Work to complete.
From the line with "target: green tree" through the line with "Trace the outline of each instance of the green", repeat the entries verbatim, both end lines included, and add nothing.

Segmentation mask data
-=-=-
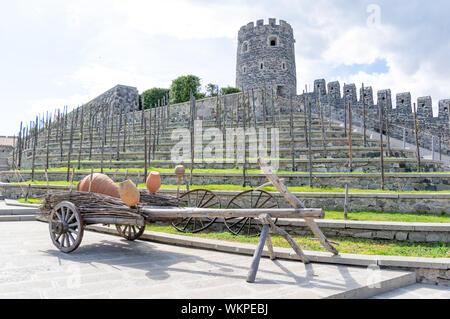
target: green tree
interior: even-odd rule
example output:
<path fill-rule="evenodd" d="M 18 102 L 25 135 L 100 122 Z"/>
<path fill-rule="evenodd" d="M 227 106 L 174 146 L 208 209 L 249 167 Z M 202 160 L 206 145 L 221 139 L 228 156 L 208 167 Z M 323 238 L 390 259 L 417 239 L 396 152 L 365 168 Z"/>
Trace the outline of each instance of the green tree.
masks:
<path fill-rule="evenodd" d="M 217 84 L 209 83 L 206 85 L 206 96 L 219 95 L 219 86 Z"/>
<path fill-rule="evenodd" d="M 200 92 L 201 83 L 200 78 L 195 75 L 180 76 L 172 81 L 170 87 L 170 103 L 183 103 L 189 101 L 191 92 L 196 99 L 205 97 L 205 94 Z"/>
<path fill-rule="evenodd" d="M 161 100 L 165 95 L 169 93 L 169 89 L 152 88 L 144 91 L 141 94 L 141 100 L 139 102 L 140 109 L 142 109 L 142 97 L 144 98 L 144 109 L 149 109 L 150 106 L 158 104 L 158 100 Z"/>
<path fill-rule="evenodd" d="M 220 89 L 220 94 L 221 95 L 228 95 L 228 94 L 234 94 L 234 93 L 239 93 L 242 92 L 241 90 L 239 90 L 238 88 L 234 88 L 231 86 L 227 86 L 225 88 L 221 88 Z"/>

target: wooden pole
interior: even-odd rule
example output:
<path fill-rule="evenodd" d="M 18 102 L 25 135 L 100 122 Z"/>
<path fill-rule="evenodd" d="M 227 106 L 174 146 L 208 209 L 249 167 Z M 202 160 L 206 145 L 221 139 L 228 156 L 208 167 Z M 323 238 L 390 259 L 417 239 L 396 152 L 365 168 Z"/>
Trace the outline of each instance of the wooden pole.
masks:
-=-=-
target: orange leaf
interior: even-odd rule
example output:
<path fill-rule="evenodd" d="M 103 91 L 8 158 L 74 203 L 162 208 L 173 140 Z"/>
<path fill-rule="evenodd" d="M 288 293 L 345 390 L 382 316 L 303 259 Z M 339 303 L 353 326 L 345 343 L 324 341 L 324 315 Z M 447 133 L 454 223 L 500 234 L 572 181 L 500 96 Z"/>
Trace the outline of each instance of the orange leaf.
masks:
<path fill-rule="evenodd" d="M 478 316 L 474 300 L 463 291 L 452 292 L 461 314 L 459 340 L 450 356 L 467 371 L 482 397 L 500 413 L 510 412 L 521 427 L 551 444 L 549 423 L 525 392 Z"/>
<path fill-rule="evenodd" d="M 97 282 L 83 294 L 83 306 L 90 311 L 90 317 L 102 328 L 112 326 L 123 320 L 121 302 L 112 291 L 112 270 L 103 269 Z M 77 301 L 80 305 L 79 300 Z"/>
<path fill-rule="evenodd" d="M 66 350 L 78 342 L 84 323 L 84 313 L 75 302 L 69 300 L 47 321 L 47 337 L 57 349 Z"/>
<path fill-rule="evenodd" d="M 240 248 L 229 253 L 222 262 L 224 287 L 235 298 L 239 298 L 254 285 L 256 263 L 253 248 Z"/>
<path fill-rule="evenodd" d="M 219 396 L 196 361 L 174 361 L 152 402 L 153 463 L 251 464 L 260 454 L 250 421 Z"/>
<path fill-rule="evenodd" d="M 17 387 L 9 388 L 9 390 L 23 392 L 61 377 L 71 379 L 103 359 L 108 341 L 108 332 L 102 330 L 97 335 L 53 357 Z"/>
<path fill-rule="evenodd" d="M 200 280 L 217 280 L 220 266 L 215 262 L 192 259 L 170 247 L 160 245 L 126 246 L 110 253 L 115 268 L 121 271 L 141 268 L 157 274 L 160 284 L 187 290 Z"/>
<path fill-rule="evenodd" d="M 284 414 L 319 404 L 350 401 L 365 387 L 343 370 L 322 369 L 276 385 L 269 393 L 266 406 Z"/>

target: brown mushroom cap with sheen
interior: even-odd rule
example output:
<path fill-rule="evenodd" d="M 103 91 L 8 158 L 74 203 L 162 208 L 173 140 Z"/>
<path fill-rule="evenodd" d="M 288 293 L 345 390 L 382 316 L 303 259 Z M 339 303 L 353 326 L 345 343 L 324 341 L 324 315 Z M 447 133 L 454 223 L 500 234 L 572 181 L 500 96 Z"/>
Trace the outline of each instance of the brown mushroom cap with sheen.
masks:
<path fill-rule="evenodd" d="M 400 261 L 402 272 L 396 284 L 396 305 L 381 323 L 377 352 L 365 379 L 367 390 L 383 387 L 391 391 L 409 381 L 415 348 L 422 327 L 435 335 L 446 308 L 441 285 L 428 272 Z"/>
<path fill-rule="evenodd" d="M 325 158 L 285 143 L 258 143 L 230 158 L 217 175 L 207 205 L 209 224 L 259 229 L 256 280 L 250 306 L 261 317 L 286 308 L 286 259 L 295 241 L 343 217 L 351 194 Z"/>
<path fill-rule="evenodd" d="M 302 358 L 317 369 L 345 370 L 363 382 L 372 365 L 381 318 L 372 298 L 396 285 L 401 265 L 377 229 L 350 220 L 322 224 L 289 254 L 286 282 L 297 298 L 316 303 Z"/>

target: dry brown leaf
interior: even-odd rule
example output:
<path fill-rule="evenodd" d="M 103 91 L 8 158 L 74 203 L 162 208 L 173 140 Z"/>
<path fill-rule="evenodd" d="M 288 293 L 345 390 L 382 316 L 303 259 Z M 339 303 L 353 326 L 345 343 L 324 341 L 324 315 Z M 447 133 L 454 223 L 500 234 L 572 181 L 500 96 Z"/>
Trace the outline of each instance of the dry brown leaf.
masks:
-=-=-
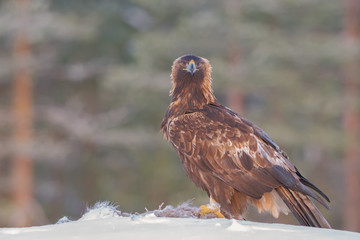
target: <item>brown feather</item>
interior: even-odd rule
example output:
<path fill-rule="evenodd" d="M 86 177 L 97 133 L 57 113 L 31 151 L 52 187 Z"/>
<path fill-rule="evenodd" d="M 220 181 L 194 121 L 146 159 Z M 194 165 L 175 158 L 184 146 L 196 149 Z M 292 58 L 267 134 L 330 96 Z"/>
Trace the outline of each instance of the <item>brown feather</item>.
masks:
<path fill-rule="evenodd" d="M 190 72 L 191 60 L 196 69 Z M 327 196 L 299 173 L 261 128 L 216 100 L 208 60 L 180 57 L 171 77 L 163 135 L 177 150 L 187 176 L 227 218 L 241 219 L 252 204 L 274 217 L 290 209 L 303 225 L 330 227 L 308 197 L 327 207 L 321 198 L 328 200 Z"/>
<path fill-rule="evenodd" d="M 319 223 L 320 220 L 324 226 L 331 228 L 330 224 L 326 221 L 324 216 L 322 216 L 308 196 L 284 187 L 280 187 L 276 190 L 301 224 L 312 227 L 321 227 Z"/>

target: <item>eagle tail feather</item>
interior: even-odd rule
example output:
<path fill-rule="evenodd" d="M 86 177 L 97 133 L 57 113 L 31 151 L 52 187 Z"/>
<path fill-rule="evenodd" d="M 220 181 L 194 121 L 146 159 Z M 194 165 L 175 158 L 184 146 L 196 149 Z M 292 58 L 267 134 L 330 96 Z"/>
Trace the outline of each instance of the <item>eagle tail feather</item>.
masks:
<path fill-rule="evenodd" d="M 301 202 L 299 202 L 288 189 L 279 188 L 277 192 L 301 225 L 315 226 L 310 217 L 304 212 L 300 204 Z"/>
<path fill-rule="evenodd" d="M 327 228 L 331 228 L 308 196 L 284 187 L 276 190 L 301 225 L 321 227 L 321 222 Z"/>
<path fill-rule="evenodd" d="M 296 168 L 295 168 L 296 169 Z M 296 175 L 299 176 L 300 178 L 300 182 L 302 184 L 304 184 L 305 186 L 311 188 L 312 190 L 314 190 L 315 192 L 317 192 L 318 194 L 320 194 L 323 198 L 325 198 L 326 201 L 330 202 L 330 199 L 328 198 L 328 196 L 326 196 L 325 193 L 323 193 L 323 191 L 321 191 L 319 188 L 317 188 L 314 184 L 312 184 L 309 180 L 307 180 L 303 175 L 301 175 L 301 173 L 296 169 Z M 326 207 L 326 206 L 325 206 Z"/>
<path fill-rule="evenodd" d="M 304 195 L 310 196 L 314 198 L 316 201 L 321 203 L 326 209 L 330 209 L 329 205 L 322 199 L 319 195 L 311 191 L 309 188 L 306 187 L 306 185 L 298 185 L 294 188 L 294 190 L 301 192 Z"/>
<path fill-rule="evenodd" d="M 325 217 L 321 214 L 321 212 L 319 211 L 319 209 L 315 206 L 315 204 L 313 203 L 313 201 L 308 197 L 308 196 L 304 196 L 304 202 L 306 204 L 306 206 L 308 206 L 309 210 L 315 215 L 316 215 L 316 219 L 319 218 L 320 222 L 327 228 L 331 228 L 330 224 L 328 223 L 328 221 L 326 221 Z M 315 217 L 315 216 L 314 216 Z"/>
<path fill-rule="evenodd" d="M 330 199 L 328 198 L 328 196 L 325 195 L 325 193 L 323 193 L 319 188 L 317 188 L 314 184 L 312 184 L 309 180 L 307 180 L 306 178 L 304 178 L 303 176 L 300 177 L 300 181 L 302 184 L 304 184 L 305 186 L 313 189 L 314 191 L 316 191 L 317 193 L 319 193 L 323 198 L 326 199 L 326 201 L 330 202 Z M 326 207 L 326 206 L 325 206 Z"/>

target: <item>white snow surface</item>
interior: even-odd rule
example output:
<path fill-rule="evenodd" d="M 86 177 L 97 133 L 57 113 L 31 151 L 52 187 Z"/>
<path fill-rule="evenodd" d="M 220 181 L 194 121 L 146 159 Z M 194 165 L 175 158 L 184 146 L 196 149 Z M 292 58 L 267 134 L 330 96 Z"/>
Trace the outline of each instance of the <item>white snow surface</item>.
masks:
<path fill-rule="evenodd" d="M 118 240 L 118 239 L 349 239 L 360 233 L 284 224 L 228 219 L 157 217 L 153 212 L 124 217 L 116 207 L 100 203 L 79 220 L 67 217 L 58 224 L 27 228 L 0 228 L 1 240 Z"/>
-=-=-
Expected answer.
target: green tree
interior: even-odd rule
example output:
<path fill-rule="evenodd" d="M 18 102 L 25 135 L 100 122 Z"/>
<path fill-rule="evenodd" d="M 227 106 L 174 146 L 208 209 L 249 167 Z M 202 160 L 206 145 L 221 139 L 228 156 L 208 167 Z M 323 238 L 390 259 L 417 239 L 396 152 L 365 168 Z"/>
Trace the outline of each instance of the green tree.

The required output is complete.